Ausgangstext
------------------------------------

Gesamtes Setup Lichtbogenentladung 75cm
Das Setup besteht aus einer IGBT-Vollbrücke, einem Röntgentrafo mit Ferritkern im Ölbad und den beiden Kaskadentürmen, einem mit positiver und einem mit negativer Ausgangsspannung. Dies führt zu einer doppelten Differenzspannung zwischen den Towern und damit auch zu doppelter Funkenlänge. Die Zündstrecke liegt derzeit maximal bei ca. 75cm. Theoretisch wäre mit beiden Towern bis zu 700kV Differenzspannung zu machen, tatsächlich dürfte die Spannung aber höchstens bei ca. 500kV liegen, da die Brücke nicht mit voller Netzspannung gespeist wird und die beiden HV-Wicklungen des Röntgentrafos nicht wie ursprünglich in Serie geschaltet wurden, sondern parallel für höheren Strom.
Dies ist der eingesetzte Röntgentrafo. Er macht max. 40kVp und eine Leistung von ca. 5bis 6kVA dauerhaft. Wie bei Röntgentrafos üblich, muss er zwingend in einem Ölbad betrieben werden, um Überschläge zu vermeiden, was hauptsächlich seiner kompakten Grösse und der relativ hohen Betriebsfrequenz geschuldet ist. Für das Ölbad habe ich vollsynthetisches Silikonöl vom Typ SF-V50 verwendet. Es bietet gute, dielektrische Eigenschaften, hat eine hohe Viskosität und ist überdies schwer entflammbar. Zudem altert es nicht so schnell wie beispielsweise pflanzliche Öle oder Mineralöl. Die genannten Eigenschaften sind sehr vorteilhaft für diese Anwendung, aber das Öl ist leider nicht gerade billig.
Der Transformator selber weist primärseitig und sekundärseitig je zwei frei verschaltbare Spulen auf, wodurch unterschiedliche Kombinationen von Serie- und Parallelschaltung möglich werden. Der kern besteht aus Ferrit, wodurch der Trafo mit ca. 20kHz betrieben werden muss.
Jakobsleiter zum Test des Röntgentrafos. Der Bogen überbrückt oben ca. 25cm Elektrodenabstand. Die Leistung beträgt hier ca. 7kVA. Gespeist wird die IGBT-Ansteuerung von meinem grossen 28A-Variac. Dieser brummt bei der Belastung recht heftig.

------------------------------------

Aufgaben
1) Schreiben Sie den Abschnitt des Ausgangstexts, beginnend bei „Jakobsleiter zum Test“ und endend bei „Belastung recht heftig.“, erneut ab. Ersetzen Sie dabei „brummt“ durch „summt“.
2) Prüfen Sie, ob die folgenden Aussagen mit dem Ausgangstext übereinstimmen. Antworten Sie jeweils mit Ja oder Nein und zitieren Sie die entscheidenden Worte des Ausgangstexts.
(a) Der Röntgentrafo muss in einem Ölbad betrieben werden.
(b) Die beiden HV-Wicklungen des Röntgentrafos wurden in Serie geschaltet.
(c) Das verwendete Silikonöl ist preisgünstig.

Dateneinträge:
------------------------------------

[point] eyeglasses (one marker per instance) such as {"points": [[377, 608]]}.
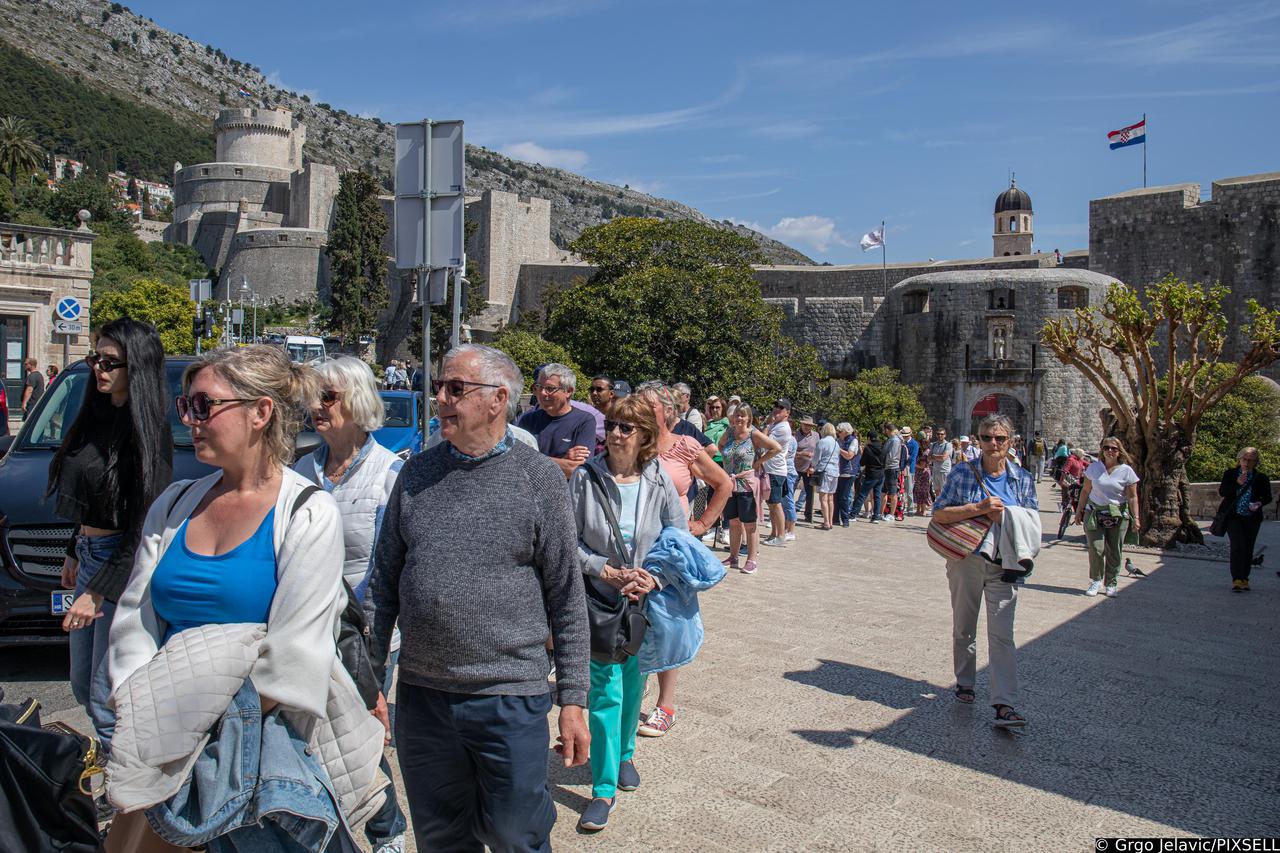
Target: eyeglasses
{"points": [[103, 363], [457, 388], [199, 406], [622, 427]]}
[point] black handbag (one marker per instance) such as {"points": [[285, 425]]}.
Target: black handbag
{"points": [[45, 802], [617, 623]]}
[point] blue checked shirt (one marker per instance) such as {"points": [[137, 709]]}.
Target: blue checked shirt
{"points": [[961, 487]]}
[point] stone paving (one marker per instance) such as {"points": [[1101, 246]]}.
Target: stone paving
{"points": [[819, 714]]}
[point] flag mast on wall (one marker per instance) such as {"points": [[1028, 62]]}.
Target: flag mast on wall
{"points": [[873, 240], [1132, 135]]}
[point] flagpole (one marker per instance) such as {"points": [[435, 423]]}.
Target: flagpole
{"points": [[1143, 150]]}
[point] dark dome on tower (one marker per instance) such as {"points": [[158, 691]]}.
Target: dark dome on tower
{"points": [[1013, 199]]}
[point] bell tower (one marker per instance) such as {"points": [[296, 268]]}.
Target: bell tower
{"points": [[1013, 233]]}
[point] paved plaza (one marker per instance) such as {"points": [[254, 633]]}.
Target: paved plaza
{"points": [[819, 712]]}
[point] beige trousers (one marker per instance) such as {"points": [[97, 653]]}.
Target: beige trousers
{"points": [[973, 579]]}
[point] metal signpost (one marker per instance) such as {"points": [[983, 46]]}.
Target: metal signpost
{"points": [[67, 322], [430, 185]]}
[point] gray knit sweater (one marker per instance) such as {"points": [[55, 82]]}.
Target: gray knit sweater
{"points": [[479, 562]]}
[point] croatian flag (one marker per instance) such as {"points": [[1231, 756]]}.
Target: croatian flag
{"points": [[1125, 136]]}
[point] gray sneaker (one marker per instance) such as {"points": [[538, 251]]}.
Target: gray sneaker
{"points": [[629, 779], [595, 816]]}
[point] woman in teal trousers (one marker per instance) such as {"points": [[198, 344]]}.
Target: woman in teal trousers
{"points": [[629, 477]]}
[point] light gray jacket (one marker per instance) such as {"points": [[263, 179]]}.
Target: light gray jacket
{"points": [[658, 506]]}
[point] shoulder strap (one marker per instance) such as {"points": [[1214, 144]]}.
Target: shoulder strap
{"points": [[620, 542]]}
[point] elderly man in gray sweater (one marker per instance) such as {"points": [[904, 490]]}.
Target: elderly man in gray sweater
{"points": [[478, 560]]}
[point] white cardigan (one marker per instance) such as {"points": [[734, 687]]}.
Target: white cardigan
{"points": [[302, 625]]}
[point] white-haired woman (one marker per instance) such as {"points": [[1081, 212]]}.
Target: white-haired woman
{"points": [[360, 474]]}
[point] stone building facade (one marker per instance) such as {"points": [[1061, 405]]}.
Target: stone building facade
{"points": [[39, 267], [259, 214], [1233, 237]]}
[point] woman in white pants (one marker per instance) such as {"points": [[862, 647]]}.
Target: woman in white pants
{"points": [[976, 488]]}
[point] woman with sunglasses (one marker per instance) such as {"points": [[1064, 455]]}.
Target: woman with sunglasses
{"points": [[977, 488], [1109, 505], [248, 543], [113, 463], [360, 474], [644, 500]]}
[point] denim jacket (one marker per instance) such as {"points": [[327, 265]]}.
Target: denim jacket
{"points": [[256, 787]]}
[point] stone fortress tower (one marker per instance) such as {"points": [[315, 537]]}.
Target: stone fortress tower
{"points": [[260, 214], [1014, 232]]}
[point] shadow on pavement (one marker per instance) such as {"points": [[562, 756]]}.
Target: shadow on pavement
{"points": [[1162, 703]]}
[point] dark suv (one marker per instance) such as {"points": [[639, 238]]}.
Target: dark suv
{"points": [[32, 539]]}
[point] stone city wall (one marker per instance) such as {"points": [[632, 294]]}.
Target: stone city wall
{"points": [[1143, 235]]}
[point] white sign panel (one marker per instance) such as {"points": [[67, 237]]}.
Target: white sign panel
{"points": [[430, 164]]}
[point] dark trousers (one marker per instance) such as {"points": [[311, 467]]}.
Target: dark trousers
{"points": [[873, 483], [808, 497], [844, 500], [475, 769], [1243, 533]]}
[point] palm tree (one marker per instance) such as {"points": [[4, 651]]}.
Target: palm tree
{"points": [[18, 149]]}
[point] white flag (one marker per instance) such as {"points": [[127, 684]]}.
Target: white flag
{"points": [[873, 240]]}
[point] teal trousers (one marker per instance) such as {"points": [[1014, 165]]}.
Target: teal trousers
{"points": [[617, 690]]}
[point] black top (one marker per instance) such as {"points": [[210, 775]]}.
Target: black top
{"points": [[1260, 487], [85, 496]]}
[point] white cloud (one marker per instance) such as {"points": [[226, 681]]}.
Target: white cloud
{"points": [[816, 232], [571, 159]]}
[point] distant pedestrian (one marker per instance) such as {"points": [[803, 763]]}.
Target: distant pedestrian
{"points": [[973, 489], [1109, 506], [1244, 492]]}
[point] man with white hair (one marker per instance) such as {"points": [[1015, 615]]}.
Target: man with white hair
{"points": [[565, 433], [478, 560]]}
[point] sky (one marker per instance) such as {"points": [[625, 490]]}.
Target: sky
{"points": [[812, 122]]}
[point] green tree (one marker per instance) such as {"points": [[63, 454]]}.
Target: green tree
{"points": [[1247, 416], [530, 351], [679, 301], [19, 153], [165, 306], [1157, 363], [357, 261], [873, 397]]}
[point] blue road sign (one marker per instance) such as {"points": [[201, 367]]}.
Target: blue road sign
{"points": [[68, 308]]}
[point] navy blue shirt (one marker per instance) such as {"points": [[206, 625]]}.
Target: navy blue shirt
{"points": [[556, 436]]}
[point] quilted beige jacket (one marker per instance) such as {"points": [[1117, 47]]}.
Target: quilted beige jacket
{"points": [[167, 708]]}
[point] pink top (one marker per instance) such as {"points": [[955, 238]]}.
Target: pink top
{"points": [[677, 460]]}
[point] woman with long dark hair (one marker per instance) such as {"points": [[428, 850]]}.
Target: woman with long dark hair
{"points": [[113, 463]]}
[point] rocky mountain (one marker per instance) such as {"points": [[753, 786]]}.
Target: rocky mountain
{"points": [[106, 46]]}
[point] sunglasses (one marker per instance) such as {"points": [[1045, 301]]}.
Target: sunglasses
{"points": [[103, 363], [199, 406], [457, 388], [625, 428]]}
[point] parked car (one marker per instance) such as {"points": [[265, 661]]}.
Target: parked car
{"points": [[32, 539], [402, 429]]}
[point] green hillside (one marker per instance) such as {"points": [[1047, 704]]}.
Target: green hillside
{"points": [[104, 131]]}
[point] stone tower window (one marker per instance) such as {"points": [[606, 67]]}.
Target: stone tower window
{"points": [[1073, 297], [915, 302]]}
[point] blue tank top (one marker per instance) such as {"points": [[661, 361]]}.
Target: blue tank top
{"points": [[190, 589]]}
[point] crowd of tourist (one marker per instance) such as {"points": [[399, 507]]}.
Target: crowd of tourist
{"points": [[493, 576]]}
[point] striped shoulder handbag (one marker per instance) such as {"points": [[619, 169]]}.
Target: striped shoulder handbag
{"points": [[958, 539]]}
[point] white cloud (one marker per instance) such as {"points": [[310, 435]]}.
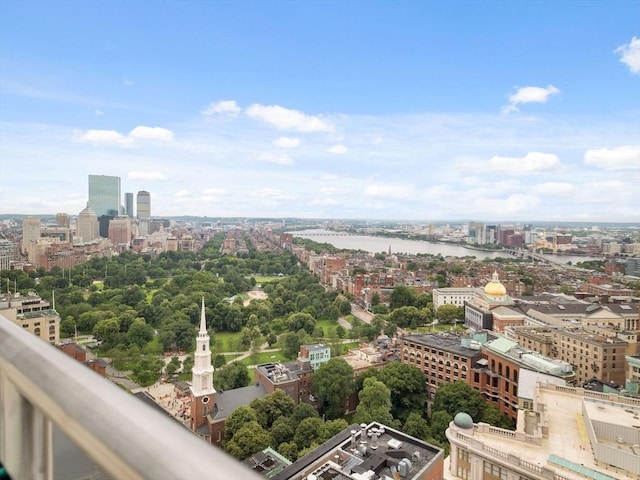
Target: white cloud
{"points": [[533, 162], [331, 191], [630, 55], [324, 201], [288, 119], [102, 137], [554, 188], [154, 134], [529, 95], [337, 149], [146, 176], [111, 137], [278, 159], [626, 157], [271, 193], [388, 191], [215, 191], [286, 142], [227, 108]]}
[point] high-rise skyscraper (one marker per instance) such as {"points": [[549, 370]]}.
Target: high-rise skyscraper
{"points": [[128, 204], [143, 205], [31, 231], [88, 226], [105, 195]]}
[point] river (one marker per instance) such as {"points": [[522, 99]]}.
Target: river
{"points": [[373, 244]]}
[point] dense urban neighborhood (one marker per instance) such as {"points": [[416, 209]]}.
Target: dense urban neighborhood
{"points": [[268, 341]]}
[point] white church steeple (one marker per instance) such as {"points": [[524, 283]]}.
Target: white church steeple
{"points": [[202, 371]]}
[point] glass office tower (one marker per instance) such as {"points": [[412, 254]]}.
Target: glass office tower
{"points": [[104, 195], [128, 204], [143, 209]]}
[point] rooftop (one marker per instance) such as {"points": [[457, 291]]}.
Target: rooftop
{"points": [[444, 341], [365, 451], [226, 402]]}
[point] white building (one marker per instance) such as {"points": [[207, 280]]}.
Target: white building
{"points": [[454, 296], [570, 434]]}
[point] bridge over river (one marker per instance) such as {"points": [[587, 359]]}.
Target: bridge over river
{"points": [[524, 253]]}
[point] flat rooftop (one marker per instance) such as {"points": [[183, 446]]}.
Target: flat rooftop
{"points": [[567, 437], [444, 341], [352, 453]]}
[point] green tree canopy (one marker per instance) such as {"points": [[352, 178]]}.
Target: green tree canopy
{"points": [[272, 406], [407, 386], [248, 439], [331, 384], [375, 403], [232, 375], [459, 397], [240, 416]]}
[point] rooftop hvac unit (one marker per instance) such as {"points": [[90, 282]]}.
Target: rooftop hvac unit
{"points": [[404, 467]]}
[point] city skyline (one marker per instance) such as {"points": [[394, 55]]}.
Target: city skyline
{"points": [[505, 111]]}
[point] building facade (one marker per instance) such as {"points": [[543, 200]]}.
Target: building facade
{"points": [[128, 204], [453, 296], [143, 205], [88, 226], [32, 313], [31, 231], [105, 195], [569, 434], [120, 231]]}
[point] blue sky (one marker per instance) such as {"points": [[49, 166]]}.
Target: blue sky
{"points": [[418, 110]]}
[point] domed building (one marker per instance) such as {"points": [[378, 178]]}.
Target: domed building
{"points": [[494, 288], [463, 420], [490, 310]]}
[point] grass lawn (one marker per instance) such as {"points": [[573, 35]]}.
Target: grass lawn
{"points": [[230, 357], [266, 278], [350, 318], [225, 341], [328, 327], [263, 357], [350, 345]]}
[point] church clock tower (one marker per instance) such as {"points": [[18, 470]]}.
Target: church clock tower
{"points": [[202, 391]]}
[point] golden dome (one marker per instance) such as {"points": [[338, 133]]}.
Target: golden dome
{"points": [[494, 287]]}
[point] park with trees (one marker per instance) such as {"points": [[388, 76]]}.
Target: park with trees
{"points": [[142, 310]]}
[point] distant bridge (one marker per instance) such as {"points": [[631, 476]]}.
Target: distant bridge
{"points": [[332, 234], [523, 253]]}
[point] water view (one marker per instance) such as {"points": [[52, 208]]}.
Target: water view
{"points": [[373, 244]]}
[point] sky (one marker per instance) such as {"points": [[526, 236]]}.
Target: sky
{"points": [[406, 110]]}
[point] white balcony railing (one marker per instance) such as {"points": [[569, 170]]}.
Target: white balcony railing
{"points": [[40, 386]]}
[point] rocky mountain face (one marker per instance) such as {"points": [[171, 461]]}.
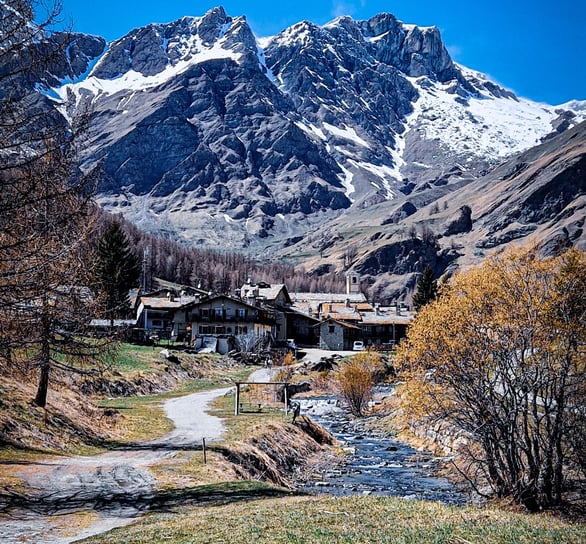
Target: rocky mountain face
{"points": [[203, 131], [537, 198]]}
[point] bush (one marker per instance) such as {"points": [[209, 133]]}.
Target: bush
{"points": [[356, 378]]}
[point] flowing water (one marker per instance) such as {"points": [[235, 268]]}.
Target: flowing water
{"points": [[376, 464]]}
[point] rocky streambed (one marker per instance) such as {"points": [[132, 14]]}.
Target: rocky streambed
{"points": [[374, 463]]}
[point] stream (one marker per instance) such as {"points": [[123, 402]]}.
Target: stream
{"points": [[375, 464]]}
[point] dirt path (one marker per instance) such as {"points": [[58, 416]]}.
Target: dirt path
{"points": [[114, 487]]}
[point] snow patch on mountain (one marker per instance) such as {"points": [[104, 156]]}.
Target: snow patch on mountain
{"points": [[480, 124], [346, 133]]}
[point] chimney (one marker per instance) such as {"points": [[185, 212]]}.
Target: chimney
{"points": [[352, 283]]}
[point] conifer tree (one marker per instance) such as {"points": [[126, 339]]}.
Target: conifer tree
{"points": [[426, 289], [117, 271]]}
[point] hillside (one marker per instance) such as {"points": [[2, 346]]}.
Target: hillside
{"points": [[536, 198], [210, 135]]}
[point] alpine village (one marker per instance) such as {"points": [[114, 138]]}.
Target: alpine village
{"points": [[324, 286]]}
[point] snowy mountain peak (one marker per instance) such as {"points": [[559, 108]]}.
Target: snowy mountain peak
{"points": [[281, 133]]}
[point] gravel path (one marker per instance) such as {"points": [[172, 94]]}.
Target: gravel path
{"points": [[115, 485]]}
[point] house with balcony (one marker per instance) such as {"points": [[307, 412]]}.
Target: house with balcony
{"points": [[225, 317]]}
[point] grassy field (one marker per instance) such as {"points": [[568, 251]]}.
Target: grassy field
{"points": [[352, 520]]}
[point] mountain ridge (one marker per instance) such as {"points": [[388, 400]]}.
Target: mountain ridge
{"points": [[208, 134]]}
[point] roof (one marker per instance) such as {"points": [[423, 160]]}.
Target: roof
{"points": [[177, 287], [387, 318], [212, 299], [164, 303], [263, 290], [327, 297], [341, 323]]}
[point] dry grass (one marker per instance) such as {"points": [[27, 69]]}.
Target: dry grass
{"points": [[352, 520]]}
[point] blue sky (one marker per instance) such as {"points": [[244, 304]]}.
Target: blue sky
{"points": [[536, 48]]}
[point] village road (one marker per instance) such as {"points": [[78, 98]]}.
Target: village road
{"points": [[114, 486]]}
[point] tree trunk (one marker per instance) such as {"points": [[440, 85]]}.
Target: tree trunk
{"points": [[41, 398]]}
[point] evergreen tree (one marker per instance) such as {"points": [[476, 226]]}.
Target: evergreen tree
{"points": [[117, 271], [426, 289]]}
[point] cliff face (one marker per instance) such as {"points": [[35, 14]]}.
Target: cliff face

------------------------------------

Lösungen
1)
Jakobsleiter zum Test des Röntgentrafos. Der Bogen überbrückt oben ca. 25cm Elektrodenabstand. Die Leistung beträgt hier ca. 7kVA. Gespeist wird die IGBT-Ansteuerung von meinem grossen 28A-Variac. Dieser summt bei der Belastung recht heftig.

2)
(a) Ja: „muss er zwingend in einem Ölbad betrieben werden“
(b) Nein: „nicht wie ursprünglich in Serie geschaltet wurden, sondern parallel für höheren Strom“
(c) Nein: „das Öl ist leider nicht gerade billig“